Set down, character for character, everything in the records below from the line holding "box: [277, 171, 298, 206]" down to the line holding "193L281 205L298 198L285", and no other line.
-------- Source information
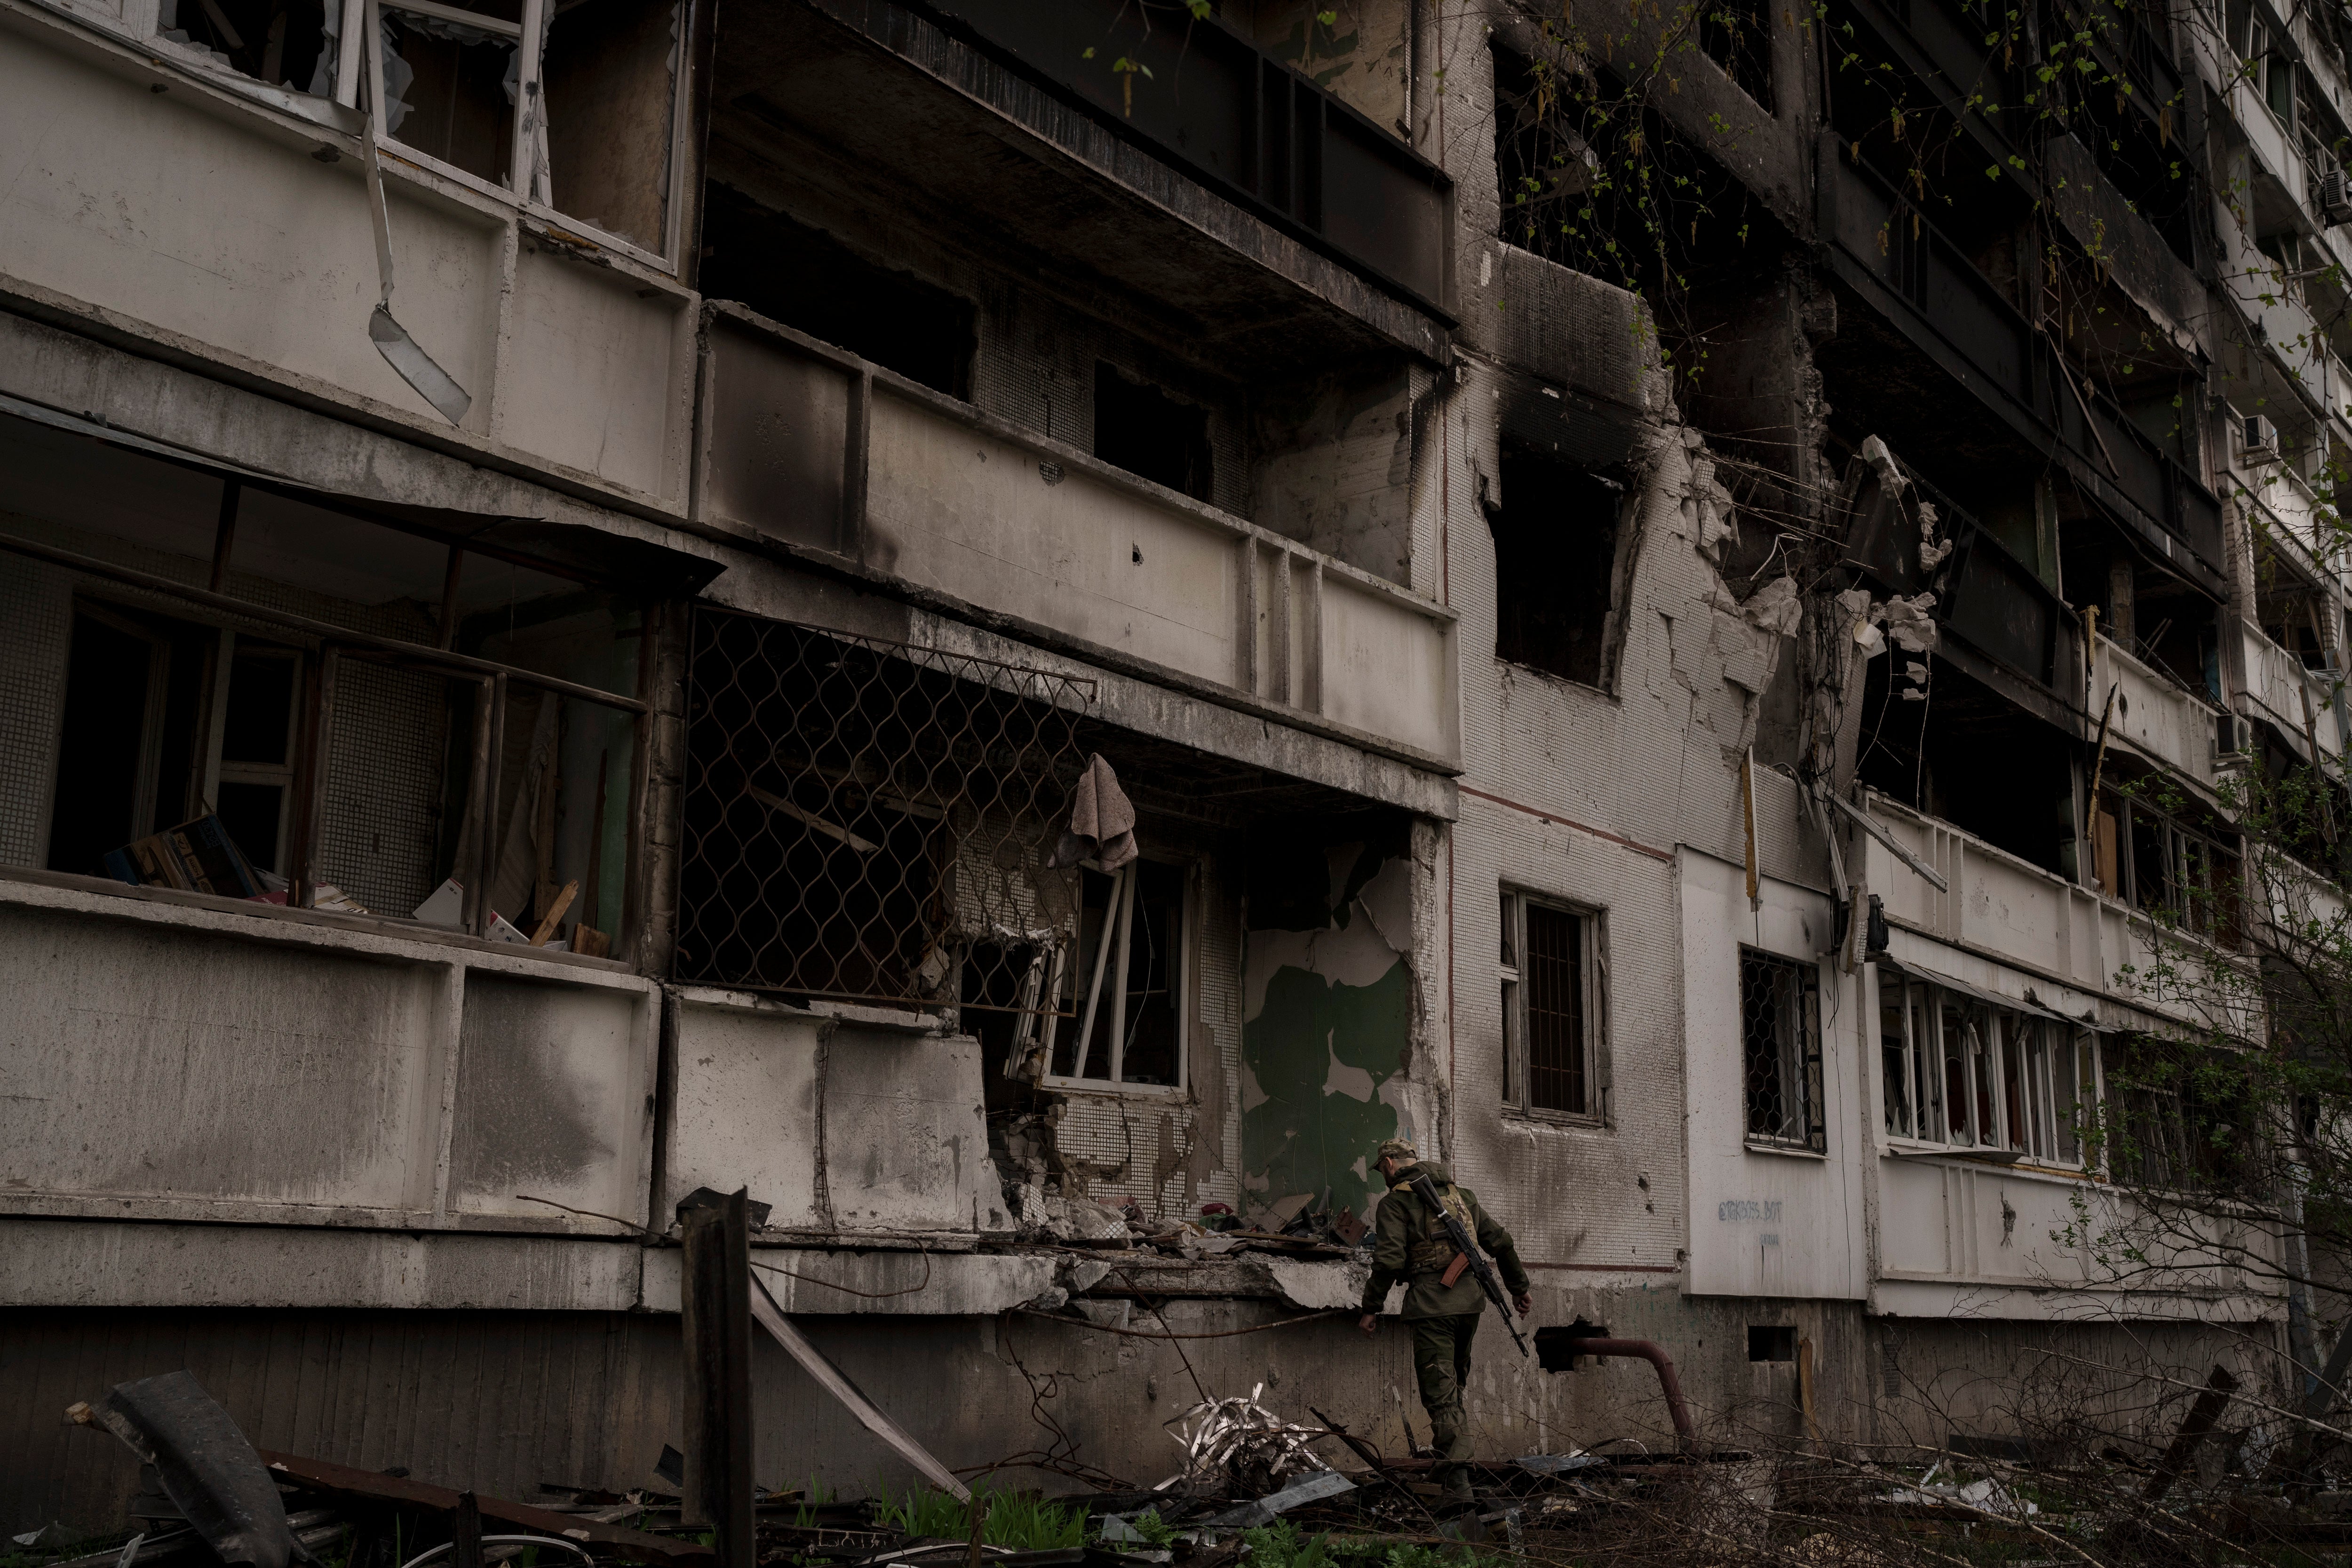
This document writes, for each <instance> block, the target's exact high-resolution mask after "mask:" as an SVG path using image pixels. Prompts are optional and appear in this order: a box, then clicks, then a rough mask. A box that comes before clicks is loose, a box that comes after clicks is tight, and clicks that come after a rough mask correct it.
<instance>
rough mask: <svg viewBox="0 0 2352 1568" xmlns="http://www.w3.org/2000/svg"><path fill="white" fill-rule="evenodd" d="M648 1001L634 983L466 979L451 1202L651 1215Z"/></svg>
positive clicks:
----------------
-------- Source information
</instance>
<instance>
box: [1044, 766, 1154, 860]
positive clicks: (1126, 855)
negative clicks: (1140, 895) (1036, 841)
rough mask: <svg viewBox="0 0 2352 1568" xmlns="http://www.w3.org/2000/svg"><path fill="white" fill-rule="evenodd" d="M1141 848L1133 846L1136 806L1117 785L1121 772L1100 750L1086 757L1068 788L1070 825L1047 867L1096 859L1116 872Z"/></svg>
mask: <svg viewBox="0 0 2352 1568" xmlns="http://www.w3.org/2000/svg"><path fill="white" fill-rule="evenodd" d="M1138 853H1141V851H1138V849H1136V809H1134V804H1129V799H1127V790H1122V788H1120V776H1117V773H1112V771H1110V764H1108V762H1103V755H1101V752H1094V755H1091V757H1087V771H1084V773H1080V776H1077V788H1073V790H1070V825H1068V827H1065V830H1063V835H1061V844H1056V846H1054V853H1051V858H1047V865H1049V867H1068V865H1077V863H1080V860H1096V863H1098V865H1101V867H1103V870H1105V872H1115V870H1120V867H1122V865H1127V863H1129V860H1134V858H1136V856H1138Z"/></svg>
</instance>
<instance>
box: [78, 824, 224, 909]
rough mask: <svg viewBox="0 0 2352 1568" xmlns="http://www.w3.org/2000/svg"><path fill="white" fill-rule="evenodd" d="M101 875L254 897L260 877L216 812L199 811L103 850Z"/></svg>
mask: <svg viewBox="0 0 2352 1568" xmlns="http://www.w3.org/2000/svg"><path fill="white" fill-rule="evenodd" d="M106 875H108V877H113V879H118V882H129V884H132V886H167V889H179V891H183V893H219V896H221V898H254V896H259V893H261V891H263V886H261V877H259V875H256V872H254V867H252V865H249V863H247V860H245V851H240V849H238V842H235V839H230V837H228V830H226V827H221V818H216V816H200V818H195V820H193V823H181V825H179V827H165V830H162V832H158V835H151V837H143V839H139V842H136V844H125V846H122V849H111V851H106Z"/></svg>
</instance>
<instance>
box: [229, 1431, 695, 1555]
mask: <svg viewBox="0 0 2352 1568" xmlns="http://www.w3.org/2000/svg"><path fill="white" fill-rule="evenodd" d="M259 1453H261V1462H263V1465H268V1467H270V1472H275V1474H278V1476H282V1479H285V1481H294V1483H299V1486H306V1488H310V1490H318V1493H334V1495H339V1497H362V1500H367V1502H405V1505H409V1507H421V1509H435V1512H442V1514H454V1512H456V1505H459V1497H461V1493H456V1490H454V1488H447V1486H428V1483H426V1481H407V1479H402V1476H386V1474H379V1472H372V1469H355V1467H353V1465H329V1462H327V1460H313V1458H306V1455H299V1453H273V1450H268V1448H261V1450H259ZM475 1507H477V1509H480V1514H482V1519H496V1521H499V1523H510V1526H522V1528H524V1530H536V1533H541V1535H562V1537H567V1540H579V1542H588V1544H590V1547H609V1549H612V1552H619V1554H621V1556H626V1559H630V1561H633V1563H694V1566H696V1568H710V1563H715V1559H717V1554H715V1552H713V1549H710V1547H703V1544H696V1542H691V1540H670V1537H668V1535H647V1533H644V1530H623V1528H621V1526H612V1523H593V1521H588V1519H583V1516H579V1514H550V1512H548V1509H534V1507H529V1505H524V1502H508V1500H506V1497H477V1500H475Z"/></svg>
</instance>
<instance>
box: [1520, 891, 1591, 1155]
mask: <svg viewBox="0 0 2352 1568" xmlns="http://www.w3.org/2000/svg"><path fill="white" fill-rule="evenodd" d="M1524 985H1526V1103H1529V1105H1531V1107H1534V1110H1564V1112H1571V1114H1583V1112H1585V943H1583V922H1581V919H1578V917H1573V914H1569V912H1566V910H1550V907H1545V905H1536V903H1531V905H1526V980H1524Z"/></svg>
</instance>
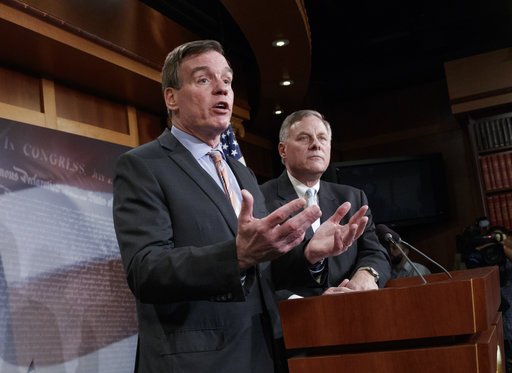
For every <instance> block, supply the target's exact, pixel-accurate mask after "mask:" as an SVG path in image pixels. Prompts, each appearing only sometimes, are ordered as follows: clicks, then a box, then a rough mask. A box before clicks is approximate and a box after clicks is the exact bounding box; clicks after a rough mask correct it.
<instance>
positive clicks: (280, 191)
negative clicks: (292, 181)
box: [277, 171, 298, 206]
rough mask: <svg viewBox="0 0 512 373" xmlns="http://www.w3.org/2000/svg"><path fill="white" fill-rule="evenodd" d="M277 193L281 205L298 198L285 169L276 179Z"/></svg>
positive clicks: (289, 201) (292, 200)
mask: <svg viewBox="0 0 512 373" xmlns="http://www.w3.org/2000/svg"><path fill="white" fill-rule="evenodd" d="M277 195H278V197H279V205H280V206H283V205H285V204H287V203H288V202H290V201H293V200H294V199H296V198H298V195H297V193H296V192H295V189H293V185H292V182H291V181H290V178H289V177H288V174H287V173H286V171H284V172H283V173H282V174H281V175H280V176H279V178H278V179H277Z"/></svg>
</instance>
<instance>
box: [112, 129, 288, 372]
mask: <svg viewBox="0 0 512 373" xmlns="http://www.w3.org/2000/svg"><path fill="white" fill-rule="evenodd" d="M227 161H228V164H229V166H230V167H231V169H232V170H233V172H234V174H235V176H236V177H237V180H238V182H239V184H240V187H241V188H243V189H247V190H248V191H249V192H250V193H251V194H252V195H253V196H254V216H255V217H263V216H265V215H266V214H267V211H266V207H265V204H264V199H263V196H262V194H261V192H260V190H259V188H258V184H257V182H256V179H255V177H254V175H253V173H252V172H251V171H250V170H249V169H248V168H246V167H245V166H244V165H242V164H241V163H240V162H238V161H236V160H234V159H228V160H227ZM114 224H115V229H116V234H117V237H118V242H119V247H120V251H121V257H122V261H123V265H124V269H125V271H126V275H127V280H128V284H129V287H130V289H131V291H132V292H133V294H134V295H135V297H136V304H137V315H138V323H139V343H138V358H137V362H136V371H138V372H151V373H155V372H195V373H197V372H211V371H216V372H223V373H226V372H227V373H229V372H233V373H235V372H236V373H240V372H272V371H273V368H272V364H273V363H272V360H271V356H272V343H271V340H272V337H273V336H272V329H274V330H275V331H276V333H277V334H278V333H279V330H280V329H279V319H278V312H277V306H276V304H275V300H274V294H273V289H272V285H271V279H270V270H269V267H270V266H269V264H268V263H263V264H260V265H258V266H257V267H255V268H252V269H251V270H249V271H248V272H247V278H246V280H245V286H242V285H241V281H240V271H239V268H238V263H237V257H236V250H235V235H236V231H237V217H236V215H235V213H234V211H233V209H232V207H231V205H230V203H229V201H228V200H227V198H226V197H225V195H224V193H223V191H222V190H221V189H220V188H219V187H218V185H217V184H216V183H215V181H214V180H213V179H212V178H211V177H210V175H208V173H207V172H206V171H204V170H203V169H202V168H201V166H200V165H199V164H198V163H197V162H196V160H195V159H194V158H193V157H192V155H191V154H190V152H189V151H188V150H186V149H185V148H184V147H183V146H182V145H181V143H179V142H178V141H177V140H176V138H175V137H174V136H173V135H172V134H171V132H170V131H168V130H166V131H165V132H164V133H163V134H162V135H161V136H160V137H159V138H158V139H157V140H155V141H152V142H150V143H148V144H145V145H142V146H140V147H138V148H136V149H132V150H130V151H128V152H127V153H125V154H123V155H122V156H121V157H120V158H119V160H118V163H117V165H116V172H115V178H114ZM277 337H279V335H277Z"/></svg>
----------------
▶ **Answer to this task**
box: [277, 171, 298, 206]
rough mask: <svg viewBox="0 0 512 373" xmlns="http://www.w3.org/2000/svg"><path fill="white" fill-rule="evenodd" d="M277 193L281 205L298 198L285 169L276 179Z"/></svg>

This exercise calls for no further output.